→ TAREFA 1
No trecho sobre o táxi sem motorista em São Francisco, que carro fez a corrida naquela noite de setembro?
→ TAREFA 2
Dê sequência ao relato sobre o táxi sem motorista em São Francisco, começando logo depois da última frase mostrada.

EEram 9 da noite de uma terça-feira, em São Francisco, quando eu chamei um carro na porta de um restaurante a alguns quarteirões do Golden Gate Park. Alguns minutos depois, enquanto eu esperava num semáforo fechado, uma Mercedes branca parou do meu lado.
Nela havia três adolescentes, com as cabeças para fora do teto solar. Um deles apontou para o banco do motorista do meu carro, que estava vazio.
“Quem está dirigindo?”, gritou ele.
“Ninguém”, gritei de volta.
Eu estava em um carro operado pela Cruise, uma subsidiária da General Motors que começou a oferecer o serviço de táxi autônomo para um número limitado de pessoas sortudas, e corajosas, em São Francisco.
Há quase uma década, várias empresas vêm prometendo que em poucos anos os carros autônomos ganharão as ruas das cidades. Mas esses poucos anos, aparentemente, sempre viram mais alguns anos. E, enquanto essas empresas lutam para aperfeiçoar seus carros, fico pensando se elas algum dia conseguirão transformá-los em um negócio viável, dado o enorme custo de fabricar e operar os veículos.
O nosso carro naquela noite de setembro, um pequeno Chevy Bolt cheio de sensores no teto, soube mudar de faixa sozinho. Ele esperou até que pessoas e seus cachorros atravessassem a faixa de pedestres. Desviou de carros que estavam parados no meio da rua, com o pisca-alerta ligado.
Sabe aquelas cenas de filme, em que os carros cantam pneu em perseguições velozes? Agora imagine o oposto e você terá uma noção de como o táxi dirigiu, subindo e descendo com cautela as ruas íngremes de São Francisco, atravessando cruzamentos com cuidado e se esquivando de carros parados em fila dupla.
Mesmo assim, e mesmo para alguém como eu – um repórter que passou bastante tempo com esse tipo de tecnologia ao longo dos últimos anos –, andar por uma cidade grande em um carro autônomo foi uma verdadeira revelação.
Não que não tenha havido problemas. Assim que o carro passou por aquela Mercedes com os adolescentes uma segunda vez, ele virou com tudo para a direita, presumivelmente porque confundiu os garotos com pedestres.
Em outro cruzamento, ele pisou no freio bem na hora em que o sinal ficou vermelho, e derrapou até parar bem em cima da faixa de pedestres. Um pedestre xingou o carro, e fez um sinal obsceno, nesse momento. Não sei se isso foi mais satisfatório ou menos do que xingar um motorista humano.
E aí, quando nós pegamos um pouco de trânsito, o carro detectou um possível acidente na rua e parou. Era um alarme falso, mas mesmo assim o Cruise não queria mais andar. Minha viagem terminava ali.

→ MATERIAL FORNECIDO
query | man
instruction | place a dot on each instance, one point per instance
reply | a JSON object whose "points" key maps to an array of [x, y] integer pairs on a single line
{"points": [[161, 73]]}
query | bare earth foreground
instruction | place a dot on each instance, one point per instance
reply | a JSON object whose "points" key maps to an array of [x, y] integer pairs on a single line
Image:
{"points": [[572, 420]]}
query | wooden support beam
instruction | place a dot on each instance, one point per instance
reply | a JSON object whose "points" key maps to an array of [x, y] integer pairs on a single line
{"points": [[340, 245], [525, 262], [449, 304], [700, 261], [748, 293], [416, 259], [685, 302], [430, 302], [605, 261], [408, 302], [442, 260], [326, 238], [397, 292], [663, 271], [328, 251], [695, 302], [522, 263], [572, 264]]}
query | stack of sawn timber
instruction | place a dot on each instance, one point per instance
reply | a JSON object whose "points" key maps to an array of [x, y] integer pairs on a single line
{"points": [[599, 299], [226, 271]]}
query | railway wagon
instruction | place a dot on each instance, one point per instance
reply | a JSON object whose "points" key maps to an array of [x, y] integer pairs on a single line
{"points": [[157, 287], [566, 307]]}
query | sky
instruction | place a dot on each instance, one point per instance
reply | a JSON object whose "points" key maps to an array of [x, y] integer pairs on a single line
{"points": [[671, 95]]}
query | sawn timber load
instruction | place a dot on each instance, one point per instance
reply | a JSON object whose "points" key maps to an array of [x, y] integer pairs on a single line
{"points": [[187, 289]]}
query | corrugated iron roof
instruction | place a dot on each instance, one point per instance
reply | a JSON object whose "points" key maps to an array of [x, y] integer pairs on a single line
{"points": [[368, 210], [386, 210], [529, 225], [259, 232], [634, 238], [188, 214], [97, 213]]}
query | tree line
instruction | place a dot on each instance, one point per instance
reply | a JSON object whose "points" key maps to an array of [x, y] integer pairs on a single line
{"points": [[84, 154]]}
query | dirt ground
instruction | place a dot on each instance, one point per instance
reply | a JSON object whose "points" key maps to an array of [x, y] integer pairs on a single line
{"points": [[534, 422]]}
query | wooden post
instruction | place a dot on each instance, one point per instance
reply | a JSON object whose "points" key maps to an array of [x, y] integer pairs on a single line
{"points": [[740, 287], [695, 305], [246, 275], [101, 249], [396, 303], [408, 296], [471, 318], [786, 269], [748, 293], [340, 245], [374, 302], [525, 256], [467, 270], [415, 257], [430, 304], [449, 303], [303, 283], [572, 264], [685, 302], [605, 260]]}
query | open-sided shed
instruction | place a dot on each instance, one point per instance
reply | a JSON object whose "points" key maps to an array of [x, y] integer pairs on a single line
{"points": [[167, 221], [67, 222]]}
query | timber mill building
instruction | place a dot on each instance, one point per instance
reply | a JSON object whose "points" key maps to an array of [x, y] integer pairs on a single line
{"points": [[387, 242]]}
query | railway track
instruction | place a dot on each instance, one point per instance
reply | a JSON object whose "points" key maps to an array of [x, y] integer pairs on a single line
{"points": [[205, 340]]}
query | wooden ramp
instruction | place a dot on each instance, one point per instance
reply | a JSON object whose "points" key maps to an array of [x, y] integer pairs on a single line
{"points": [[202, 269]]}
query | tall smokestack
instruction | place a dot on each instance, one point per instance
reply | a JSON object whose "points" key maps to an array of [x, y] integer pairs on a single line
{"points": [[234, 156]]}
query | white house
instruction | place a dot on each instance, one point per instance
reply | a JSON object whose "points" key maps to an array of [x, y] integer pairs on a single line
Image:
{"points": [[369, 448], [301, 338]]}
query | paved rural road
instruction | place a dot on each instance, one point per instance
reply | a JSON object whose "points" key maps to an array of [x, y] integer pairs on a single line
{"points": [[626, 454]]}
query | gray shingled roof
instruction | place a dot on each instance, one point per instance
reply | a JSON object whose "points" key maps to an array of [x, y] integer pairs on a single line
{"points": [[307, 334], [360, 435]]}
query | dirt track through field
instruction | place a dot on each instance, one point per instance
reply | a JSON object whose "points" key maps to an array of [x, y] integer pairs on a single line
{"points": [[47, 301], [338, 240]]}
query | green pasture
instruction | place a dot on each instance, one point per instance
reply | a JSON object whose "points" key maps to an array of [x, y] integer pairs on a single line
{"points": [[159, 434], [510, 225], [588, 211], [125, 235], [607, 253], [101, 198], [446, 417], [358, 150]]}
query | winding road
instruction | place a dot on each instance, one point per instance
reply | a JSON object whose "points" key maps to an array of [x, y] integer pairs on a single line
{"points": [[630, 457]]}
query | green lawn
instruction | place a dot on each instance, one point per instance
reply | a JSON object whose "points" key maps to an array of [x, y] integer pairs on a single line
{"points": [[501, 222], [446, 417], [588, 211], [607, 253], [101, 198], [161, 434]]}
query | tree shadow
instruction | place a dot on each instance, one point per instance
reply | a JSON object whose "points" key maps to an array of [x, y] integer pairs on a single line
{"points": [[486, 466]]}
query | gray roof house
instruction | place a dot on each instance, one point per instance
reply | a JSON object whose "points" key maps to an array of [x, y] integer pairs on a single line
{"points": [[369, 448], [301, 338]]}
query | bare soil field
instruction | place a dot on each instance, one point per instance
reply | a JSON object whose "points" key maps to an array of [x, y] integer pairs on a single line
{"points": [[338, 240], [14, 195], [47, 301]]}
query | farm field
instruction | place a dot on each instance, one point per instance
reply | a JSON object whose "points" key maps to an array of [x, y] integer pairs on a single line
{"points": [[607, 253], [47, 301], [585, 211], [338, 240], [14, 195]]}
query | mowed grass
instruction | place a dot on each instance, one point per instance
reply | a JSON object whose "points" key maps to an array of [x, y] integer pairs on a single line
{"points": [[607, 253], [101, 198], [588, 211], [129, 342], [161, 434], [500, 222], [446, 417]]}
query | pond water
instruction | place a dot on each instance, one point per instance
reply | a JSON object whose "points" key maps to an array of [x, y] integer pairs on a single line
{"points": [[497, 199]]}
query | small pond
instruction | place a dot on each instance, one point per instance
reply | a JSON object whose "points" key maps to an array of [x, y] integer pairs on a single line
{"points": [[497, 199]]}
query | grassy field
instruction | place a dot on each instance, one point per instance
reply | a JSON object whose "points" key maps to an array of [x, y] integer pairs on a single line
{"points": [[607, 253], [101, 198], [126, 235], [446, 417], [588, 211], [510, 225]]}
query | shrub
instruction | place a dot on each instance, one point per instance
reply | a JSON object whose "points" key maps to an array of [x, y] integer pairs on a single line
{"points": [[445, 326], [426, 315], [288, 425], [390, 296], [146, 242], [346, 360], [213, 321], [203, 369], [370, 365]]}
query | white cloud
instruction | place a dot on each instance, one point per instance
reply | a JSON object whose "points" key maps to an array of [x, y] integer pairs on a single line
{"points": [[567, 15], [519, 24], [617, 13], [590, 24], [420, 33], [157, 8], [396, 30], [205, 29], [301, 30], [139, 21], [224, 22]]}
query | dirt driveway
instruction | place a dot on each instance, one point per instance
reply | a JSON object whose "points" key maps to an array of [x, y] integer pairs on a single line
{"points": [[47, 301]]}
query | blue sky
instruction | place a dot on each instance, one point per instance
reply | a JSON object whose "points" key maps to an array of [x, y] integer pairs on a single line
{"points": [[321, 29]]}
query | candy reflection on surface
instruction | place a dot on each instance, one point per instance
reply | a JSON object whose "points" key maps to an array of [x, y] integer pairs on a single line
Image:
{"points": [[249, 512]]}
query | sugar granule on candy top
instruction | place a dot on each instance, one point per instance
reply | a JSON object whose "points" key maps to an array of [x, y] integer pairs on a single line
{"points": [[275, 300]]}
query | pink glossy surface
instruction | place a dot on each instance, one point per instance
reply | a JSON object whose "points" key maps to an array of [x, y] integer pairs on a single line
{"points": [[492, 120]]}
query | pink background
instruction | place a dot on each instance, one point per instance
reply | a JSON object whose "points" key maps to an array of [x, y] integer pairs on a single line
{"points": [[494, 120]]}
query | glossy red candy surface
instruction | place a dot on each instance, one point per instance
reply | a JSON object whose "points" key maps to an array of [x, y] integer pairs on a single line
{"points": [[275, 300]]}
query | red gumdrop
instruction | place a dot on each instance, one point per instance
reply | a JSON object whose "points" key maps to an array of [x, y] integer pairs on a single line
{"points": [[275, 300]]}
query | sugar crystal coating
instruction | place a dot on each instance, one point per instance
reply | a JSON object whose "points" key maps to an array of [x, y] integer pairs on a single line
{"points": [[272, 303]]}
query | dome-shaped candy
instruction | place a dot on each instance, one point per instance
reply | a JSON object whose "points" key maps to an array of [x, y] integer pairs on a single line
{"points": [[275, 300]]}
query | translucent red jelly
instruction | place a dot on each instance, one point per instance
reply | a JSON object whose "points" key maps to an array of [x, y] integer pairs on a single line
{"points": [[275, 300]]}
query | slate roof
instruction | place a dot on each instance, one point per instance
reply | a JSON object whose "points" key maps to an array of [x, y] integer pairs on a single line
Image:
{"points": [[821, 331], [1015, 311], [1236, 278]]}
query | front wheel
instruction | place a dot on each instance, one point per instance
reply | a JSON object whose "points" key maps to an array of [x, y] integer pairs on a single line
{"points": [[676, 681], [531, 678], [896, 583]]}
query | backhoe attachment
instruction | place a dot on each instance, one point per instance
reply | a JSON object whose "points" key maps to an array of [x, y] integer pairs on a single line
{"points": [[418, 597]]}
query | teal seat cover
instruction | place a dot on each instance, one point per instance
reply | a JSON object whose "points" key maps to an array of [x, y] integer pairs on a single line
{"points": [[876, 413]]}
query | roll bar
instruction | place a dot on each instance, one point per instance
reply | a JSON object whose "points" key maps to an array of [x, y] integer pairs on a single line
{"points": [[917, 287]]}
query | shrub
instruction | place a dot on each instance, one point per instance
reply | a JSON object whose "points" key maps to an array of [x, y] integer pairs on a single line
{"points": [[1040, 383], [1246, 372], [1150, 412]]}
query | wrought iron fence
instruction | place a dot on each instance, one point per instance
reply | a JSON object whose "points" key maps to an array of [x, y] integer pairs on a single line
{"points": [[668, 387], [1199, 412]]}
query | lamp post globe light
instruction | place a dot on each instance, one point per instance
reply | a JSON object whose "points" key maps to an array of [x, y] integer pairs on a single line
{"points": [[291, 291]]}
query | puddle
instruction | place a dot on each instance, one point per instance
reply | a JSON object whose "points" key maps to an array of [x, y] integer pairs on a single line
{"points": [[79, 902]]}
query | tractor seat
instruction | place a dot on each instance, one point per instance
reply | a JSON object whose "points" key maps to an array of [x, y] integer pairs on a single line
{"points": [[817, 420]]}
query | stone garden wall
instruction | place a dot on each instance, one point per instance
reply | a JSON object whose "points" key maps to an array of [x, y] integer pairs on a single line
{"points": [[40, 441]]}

→ RESPOSTA 1
Um pequeno Chevy Bolt cheio de sensores no teto.

→ RESPOSTA 2
Um dia todo mundo poderá andar de carro autônomo. A Cruise, que pretende expandir seu serviço para as cidades de Austin e Phoenix até o final do ano, é apenas uma de várias empresas desenvolvendo serviços de táxi robótico em grandes cidades dos EUA.
A Waymo, uma subsidiária do Google, está preparando seu lançamento em São Francisco. A Argo AI, que é financiada pela Ford e pela Volkswagen, rodou entre 2019 e 2022 em Austin e Miami. A Motional, que tem o apoio da Hyundai, está focando em Las Vegas.
Mas a tecnologia ainda não está pronta. A Waymo opera desde 2019 um serviço de táxi autônomo nos subúrbios de Phoenix, onde as ruas são largas e há poucos pedestres. Mas São Francisco, com suas grandes ladeiras e ruas estreitas e congestionadas… com a possível exceção da Times Square, em Nova York, não há nenhum lugar onde é tão difícil de dirigir quanto aqui. [Nota do tradutor: ele não conhece a Marginal Tietê, em São Paulo.]
Atualmente, a Cruise opera com 30 carros, apenas numa certa região de São Francisco e só entre as 10 da noite e as 5h30 da manhã, quando o trânsito é relativamente leve. Seus veículos não passam de 50 km/h, e eles não trabalham sob chuva forte, neblina ou neve.
A Cruise e a Waymo pretendem expandir seus serviços em São Francisco, atendendo mais pessoas em mais bairros e horários do dia. E os táxis robóticos eventualmente chegarão a mais cidades do chamado Cinturão do Sol [região que abrange todo o Sul dos EUA], onde raramente neva e as autoridades costumam ser boazinhas com as empresas de carro autônomo. Mas isso levará tempo.
O lançamento de cada novo serviço, em cada cidade, requer meses de preparação – sem falar nas negociações com o governo local. E, mesmo depois de testes exaustivos, os carros vão acabar encontrando situações com as quais eles simplesmente não sabem lidar. Aí, para a Cruise e as demais empresas do setor, a pergunta será: o que vai acontecer?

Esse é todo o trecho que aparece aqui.